For each statement below, say yes or no to whether the excerpt on T cell migration agrees with it, and quote the words from the excerpt that decide it. (a) Alloreactive T cells damage a transplanted organ. (b) The labeled T cells were analyzed one week after injection. (c) Effector T cells enter the bone marrow in higher numbers than naïve T cells.

→ **EXCERPT PROVIDED**:

-=-=-=-=-

T cells play a key role in immune responses against pathogens. During infection, T cells migrate to infected tissues to eliminate pathogens. Chemokines and chemokine receptors guide T cells to the site of infection, while adhesion molecules facilitate T cell extravasation. For example, in HIV infection, CD8+ T cells migrate to lymphoid tissues and sites of active viral replication. Understanding T cell migration in infectious diseases aids in developing vaccines and therapeutics to enhance immune responses.

Transplant Rejection

T cell migration is involved in transplant rejection, where the immune system recognizes the transplanted organ as foreign and mounts an immune response against it. Alloreactive T cells migrate to the transplanted organ, causing tissue damage and rejection. Chemokines and adhesion molecules mediate the migration of alloreactive T cells, and targeting these molecules can help modulate transplant rejection.

Understanding the role of T cell migration and related molecules in disease contexts is crucial for developing targeted therapies and interventions. Modulating T cell migration can potentially enhance immune responses against pathogens, suppress autoimmune reactions, and improve the efficacy of immunotherapies in cancer and transplantation.

Case Study

Case 1: Westermann J, Söllner S, Ehlers E M, et al. Analyzing the migration of labeled T cells in vivo: an essential approach with challenging features. Laboratory investigation, 2003, 83(4): 459-469.

The interpretation of the results obtained in experiments that investigate the migration of T cells in vivo is influenced by many factors. Radioactively labeled naïve and effector T cells are injected intravenously and analyzed 1 day later. If the data are presented as "percentage of recovered radioactivity," then naïve T cells  prevail in lymph nodes and spleen, whereas in all other organs, effector T cells are more numerous. If the same data are presented as "percentage of injected radioactivity," then naïve T cells are predominant in 7 of 11 organs, including many nonlymphoid organs. Furthermore, naïve T cells migrate into the bone marrow in higher numbers than effector T cells.

-=-=-=-=-

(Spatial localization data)
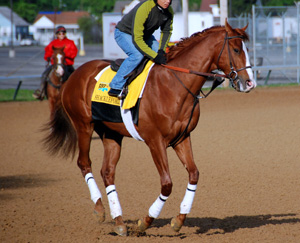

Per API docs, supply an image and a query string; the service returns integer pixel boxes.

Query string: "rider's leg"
[33,66,51,100]
[110,29,143,91]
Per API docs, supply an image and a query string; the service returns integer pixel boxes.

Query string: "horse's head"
[216,20,256,92]
[52,47,65,77]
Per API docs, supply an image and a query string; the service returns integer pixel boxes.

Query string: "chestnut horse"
[45,22,256,235]
[45,47,65,117]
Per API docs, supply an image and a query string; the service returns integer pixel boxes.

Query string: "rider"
[108,0,174,98]
[33,25,78,100]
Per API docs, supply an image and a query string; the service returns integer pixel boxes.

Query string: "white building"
[0,7,29,46]
[29,11,89,46]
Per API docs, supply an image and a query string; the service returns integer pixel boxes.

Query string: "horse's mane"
[168,26,249,61]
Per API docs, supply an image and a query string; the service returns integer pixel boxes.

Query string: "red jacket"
[44,38,78,65]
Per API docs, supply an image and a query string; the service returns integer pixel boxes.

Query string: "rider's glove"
[153,50,167,64]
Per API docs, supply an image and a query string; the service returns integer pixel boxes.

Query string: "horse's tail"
[42,101,77,158]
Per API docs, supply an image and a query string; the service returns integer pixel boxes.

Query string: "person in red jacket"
[33,26,78,100]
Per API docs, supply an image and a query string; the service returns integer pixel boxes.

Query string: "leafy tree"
[13,0,37,23]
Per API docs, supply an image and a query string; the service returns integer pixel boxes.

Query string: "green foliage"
[13,0,38,23]
[228,0,295,17]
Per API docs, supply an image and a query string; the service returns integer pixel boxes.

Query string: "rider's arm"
[44,42,53,62]
[65,40,78,60]
[159,7,174,51]
[132,1,157,59]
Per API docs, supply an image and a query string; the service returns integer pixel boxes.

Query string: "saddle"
[110,57,150,86]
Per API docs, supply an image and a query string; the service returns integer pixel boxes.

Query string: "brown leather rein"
[166,32,251,148]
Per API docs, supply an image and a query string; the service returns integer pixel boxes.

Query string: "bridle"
[162,32,251,148]
[162,32,251,96]
[217,32,251,89]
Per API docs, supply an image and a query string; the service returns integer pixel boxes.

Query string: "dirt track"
[0,86,300,243]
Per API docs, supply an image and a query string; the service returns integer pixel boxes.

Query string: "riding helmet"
[55,25,67,34]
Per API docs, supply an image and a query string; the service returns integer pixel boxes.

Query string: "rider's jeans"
[109,28,159,90]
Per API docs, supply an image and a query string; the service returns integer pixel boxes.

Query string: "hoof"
[94,210,105,223]
[171,217,182,232]
[114,225,127,236]
[138,219,149,232]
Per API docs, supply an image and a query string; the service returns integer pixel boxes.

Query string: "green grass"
[0,89,36,102]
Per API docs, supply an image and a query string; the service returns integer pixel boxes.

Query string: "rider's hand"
[153,50,167,64]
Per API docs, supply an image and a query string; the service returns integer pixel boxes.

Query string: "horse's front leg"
[101,130,127,236]
[138,140,173,232]
[77,127,105,223]
[171,136,199,232]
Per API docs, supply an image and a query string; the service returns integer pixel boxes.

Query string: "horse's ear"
[225,18,233,33]
[241,23,249,32]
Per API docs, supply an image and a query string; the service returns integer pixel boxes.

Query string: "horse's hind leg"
[77,129,105,223]
[101,129,127,236]
[138,140,173,232]
[171,137,199,232]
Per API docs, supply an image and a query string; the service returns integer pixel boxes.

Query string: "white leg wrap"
[106,185,122,219]
[149,194,168,219]
[180,183,197,214]
[84,173,102,204]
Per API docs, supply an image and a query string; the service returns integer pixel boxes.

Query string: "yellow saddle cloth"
[92,61,154,110]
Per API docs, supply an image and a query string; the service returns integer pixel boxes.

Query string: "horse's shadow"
[124,213,300,237]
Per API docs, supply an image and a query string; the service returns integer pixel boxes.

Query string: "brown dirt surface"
[0,86,300,243]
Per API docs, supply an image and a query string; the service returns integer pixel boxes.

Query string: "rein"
[168,32,251,148]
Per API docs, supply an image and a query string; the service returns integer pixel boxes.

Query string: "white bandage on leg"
[149,194,168,219]
[180,183,197,214]
[84,173,102,204]
[106,185,122,219]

-=-=-=-=-

→ **ANSWER TO THE EXERCISE**:
(a) Yes: "Alloreactive T cells migrate to the transplanted organ, causing tissue damage and rejection."
(b) No: "Radioactively labeled naïve and effector T cells are injected intravenously and analyzed 1 day later."
(c) No: "naïve T cells migrate into the bone marrow in higher numbers than effector T cells."